Tasks to complete:
a - Answer these questions using the passage on the velvet protein in F. fujikuroi:
(i) Which methods were used to study how the velvet protein affects secondary metabolism and development?
(ii) Which component of the velvet-like complex did the array data help identify?
(iii) What do the cross species complementation experiments argue for?
b - Decide whether each statement agrees with the passage on the velvet protein in F. fujikuroi:
(i) FfLae1 affects secondary metabolism but not conidiation.
(ii) The work is called the first evidence of a velvet-like complex in the genus Fusarium.
(iii) F. fujikuroi is described as a biotechnologically important fungus.

Passage shown:
__________

In summary, we studied the influence of the velvet protein on secondary metabolism and development in the biotechnologically important fungus F. fujikuroi by microarray and chemical analytical methods and show an eclectic effect of FfVel1 on important secondary metabolites produced. Furthermore, the array data enabled us to identify an important component of the velvet-like complex, the putative methyltransferase FfLae1. Like FfVel1, FfLae1 has a major influence on both secondary metabolism and conidiation in F. fujikuroi. This is the first evidence of a velvet-like complex in the genus Fusarium that establishes novel features of its role in secondary metabolism, differentiation and virulence that will aid to the understanding of this fungal-specific protein complex in general. Significantly, the cross species complementation experiments described in this work argue for an ancient ancestry of the velvet complex in the fungal kingdom which has undergone a divergence in specific functions mediating development and secondary metabolism.

__________

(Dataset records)
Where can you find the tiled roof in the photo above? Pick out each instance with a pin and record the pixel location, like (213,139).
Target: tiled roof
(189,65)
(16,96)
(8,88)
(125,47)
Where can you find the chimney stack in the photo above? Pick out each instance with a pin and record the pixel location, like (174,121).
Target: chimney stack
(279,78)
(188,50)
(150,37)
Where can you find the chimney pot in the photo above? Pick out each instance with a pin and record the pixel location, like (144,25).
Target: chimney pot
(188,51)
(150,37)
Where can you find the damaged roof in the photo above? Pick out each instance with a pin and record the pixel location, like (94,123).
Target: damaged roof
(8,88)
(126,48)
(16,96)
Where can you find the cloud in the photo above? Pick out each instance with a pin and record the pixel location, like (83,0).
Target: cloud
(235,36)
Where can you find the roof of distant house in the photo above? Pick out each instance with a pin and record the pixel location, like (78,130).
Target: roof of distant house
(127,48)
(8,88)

__________

Per-task outputs:
a -
(i) Microarray and chemical analytical methods.
(ii) The putative methyltransferase FfLae1.
(iii) An ancient ancestry of the velvet complex in the fungal kingdom.

b -
(i) No: "FfLae1 has a major influence on both secondary metabolism and conidiation in F. fujikuroi."
(ii) Yes: "This is the first evidence of a velvet-like complex in the genus Fusarium."
(iii) Yes: "the biotechnologically important fungus F. fujikuroi."